== What to do ==
The required output is the line that contains "Query: ocean water" and every line after it, each written out exactly, up to the end of the entries.

** Opening Available data block **

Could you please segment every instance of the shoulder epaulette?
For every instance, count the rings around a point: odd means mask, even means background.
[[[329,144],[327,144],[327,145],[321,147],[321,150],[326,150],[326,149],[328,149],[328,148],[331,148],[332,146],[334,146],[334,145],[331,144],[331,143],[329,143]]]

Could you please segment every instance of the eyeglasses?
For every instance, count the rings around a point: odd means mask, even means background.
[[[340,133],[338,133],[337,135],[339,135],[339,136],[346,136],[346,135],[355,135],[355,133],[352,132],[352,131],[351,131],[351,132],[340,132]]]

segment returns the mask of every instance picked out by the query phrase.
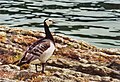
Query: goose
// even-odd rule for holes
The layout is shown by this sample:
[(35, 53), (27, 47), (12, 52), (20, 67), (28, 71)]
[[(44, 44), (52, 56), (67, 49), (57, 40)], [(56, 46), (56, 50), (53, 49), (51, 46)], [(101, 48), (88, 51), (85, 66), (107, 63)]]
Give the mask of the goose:
[[(19, 60), (17, 66), (21, 66), (25, 63), (29, 64), (34, 60), (41, 61), (42, 65), (42, 73), (45, 70), (45, 64), (47, 60), (52, 56), (55, 50), (55, 42), (54, 38), (49, 30), (49, 26), (52, 25), (54, 21), (51, 18), (47, 18), (44, 20), (44, 30), (45, 30), (45, 37), (43, 39), (39, 39), (34, 42), (28, 49), (24, 52), (23, 57)], [(35, 64), (36, 72), (37, 64)]]

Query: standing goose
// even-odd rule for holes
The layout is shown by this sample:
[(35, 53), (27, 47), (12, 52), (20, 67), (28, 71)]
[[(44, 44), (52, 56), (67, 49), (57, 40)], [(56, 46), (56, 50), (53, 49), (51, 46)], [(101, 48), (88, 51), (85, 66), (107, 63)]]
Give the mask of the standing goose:
[[(42, 73), (44, 73), (45, 64), (47, 60), (52, 56), (55, 50), (55, 42), (53, 36), (49, 30), (49, 26), (52, 25), (54, 21), (50, 18), (44, 20), (44, 29), (45, 29), (45, 38), (39, 39), (34, 42), (24, 53), (23, 57), (17, 64), (21, 66), (25, 63), (29, 64), (30, 62), (38, 59), (42, 63)], [(37, 72), (37, 65), (36, 65)]]

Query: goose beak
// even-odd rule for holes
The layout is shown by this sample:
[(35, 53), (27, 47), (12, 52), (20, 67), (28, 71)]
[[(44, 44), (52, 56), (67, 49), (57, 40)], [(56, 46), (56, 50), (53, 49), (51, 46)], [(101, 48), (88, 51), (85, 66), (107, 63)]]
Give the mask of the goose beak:
[(53, 24), (55, 24), (56, 22), (54, 20), (52, 20)]

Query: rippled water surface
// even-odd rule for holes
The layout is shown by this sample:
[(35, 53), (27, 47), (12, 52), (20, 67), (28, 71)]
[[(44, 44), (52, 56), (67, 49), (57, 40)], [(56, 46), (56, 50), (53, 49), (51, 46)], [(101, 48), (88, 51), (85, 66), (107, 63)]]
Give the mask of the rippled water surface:
[(0, 0), (0, 25), (51, 31), (98, 47), (120, 48), (120, 0)]

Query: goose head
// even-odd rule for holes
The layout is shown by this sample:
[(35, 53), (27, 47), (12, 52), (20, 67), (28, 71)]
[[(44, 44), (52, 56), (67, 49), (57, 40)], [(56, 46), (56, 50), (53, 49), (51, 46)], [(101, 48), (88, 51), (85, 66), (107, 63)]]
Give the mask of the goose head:
[(50, 25), (54, 23), (54, 20), (51, 18), (47, 18), (45, 19), (44, 23), (49, 27)]

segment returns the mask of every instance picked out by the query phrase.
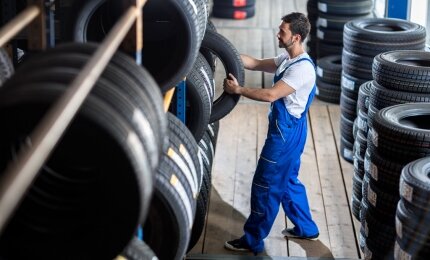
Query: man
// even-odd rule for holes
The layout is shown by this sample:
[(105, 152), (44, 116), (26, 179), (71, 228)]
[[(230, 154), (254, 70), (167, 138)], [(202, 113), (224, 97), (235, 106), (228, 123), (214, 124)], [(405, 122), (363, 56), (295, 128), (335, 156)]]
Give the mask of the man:
[(315, 240), (319, 236), (306, 189), (297, 179), (307, 135), (306, 113), (316, 89), (315, 67), (303, 46), (309, 31), (305, 15), (288, 14), (282, 17), (277, 34), (279, 47), (285, 48), (285, 53), (261, 60), (241, 55), (246, 69), (275, 73), (272, 88), (241, 87), (231, 74), (224, 80), (227, 93), (271, 102), (267, 139), (252, 181), (251, 214), (244, 225), (245, 234), (227, 241), (227, 249), (262, 252), (263, 239), (269, 234), (281, 203), (294, 224), (294, 228), (282, 231), (285, 237)]

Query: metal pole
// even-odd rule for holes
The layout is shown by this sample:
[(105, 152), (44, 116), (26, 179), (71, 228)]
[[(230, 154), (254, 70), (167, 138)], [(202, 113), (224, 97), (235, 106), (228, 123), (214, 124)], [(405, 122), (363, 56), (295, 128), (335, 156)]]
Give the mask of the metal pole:
[(145, 2), (146, 0), (142, 0), (138, 2), (141, 6), (128, 8), (71, 86), (31, 134), (32, 145), (21, 149), (17, 160), (11, 162), (6, 169), (0, 183), (0, 233), (121, 44)]
[(5, 26), (0, 28), (0, 47), (9, 42), (25, 26), (31, 23), (40, 12), (41, 10), (37, 6), (27, 7)]
[(170, 103), (172, 102), (173, 94), (175, 93), (175, 88), (169, 89), (164, 95), (164, 112), (167, 112), (170, 107)]

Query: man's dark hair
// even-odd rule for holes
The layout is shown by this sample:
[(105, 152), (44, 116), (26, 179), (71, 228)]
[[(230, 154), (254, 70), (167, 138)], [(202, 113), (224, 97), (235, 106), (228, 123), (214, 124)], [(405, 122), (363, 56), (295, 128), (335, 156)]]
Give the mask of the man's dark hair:
[(301, 36), (301, 42), (303, 42), (308, 36), (311, 30), (311, 24), (308, 18), (302, 13), (290, 13), (282, 17), (284, 23), (290, 24), (290, 30), (294, 34)]

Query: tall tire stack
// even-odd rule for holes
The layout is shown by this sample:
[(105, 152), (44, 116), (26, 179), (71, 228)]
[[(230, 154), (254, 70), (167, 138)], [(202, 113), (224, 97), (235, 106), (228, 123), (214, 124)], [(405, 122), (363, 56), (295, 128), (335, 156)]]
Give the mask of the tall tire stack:
[(318, 0), (308, 0), (306, 4), (308, 19), (311, 24), (311, 31), (307, 37), (307, 52), (316, 64), (317, 60), (317, 20), (318, 20)]
[(316, 97), (322, 101), (339, 104), (342, 57), (326, 56), (317, 61)]
[(190, 243), (188, 251), (191, 250), (198, 242), (204, 231), (209, 209), (209, 199), (212, 188), (212, 164), (215, 156), (216, 141), (218, 138), (219, 122), (209, 124), (199, 142), (199, 153), (202, 157), (203, 182), (197, 198), (196, 215), (193, 229), (191, 230)]
[(343, 27), (348, 21), (368, 17), (373, 0), (318, 0), (317, 55), (342, 53)]
[(371, 81), (360, 86), (357, 100), (357, 118), (354, 120), (354, 174), (352, 179), (353, 193), (351, 197), (352, 214), (357, 220), (360, 220), (362, 183), (365, 173), (365, 160), (368, 158), (367, 151), (367, 111), (369, 109)]
[(242, 20), (254, 15), (255, 0), (213, 0), (213, 17)]
[(0, 48), (0, 87), (13, 75), (14, 67), (7, 51)]
[[(341, 79), (341, 125), (352, 129), (357, 117), (356, 106), (359, 87), (372, 80), (373, 57), (390, 50), (423, 50), (425, 28), (399, 19), (366, 18), (345, 24), (343, 33)], [(372, 109), (369, 109), (371, 113)], [(370, 115), (369, 115), (370, 117)], [(352, 162), (353, 133), (342, 131), (341, 152), (345, 160)]]
[(400, 177), (396, 212), (395, 259), (426, 259), (430, 255), (430, 157), (406, 165)]
[(429, 122), (428, 102), (389, 106), (372, 120), (361, 208), (365, 258), (393, 258), (400, 174), (409, 162), (430, 155)]
[[(1, 172), (96, 48), (49, 49), (2, 86)], [(0, 257), (116, 257), (148, 215), (167, 132), (162, 105), (150, 75), (115, 54), (2, 233)]]

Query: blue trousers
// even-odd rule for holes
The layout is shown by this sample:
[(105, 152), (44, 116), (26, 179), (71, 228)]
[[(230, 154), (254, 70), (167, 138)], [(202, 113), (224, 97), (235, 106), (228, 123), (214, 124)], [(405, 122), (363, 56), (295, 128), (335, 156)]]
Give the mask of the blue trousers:
[(242, 237), (254, 253), (264, 250), (263, 239), (272, 228), (280, 204), (295, 225), (297, 234), (312, 236), (318, 233), (310, 214), (305, 186), (297, 179), (306, 135), (305, 116), (294, 123), (275, 121), (269, 124), (252, 182), (251, 214)]

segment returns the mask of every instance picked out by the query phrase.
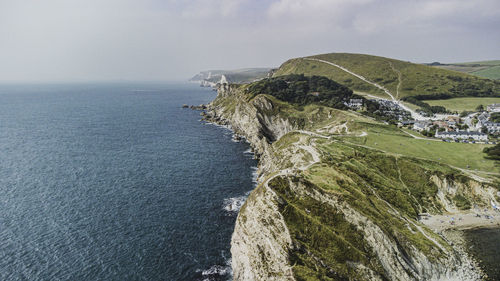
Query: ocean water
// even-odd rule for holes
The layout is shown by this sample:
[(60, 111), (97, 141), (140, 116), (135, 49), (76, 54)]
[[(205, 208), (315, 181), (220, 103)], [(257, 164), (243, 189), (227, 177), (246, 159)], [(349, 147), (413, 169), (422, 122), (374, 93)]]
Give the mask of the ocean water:
[(465, 237), (469, 251), (488, 275), (487, 280), (500, 280), (500, 229), (469, 229)]
[(0, 280), (228, 280), (256, 161), (192, 84), (0, 85)]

** Closing Available data block **

== The completed task ==
Query: ocean water
// even-odd rule for holes
The layout is shown by this sample:
[(60, 111), (97, 141), (140, 116), (135, 49), (76, 54)]
[[(205, 208), (315, 181), (220, 103)], [(257, 164), (243, 189), (227, 177), (246, 159)], [(349, 147), (413, 169), (422, 122), (374, 93)]]
Give the mask of the ocean water:
[(465, 237), (469, 251), (488, 275), (487, 280), (500, 280), (500, 229), (469, 229)]
[(0, 280), (228, 280), (256, 161), (192, 84), (0, 85)]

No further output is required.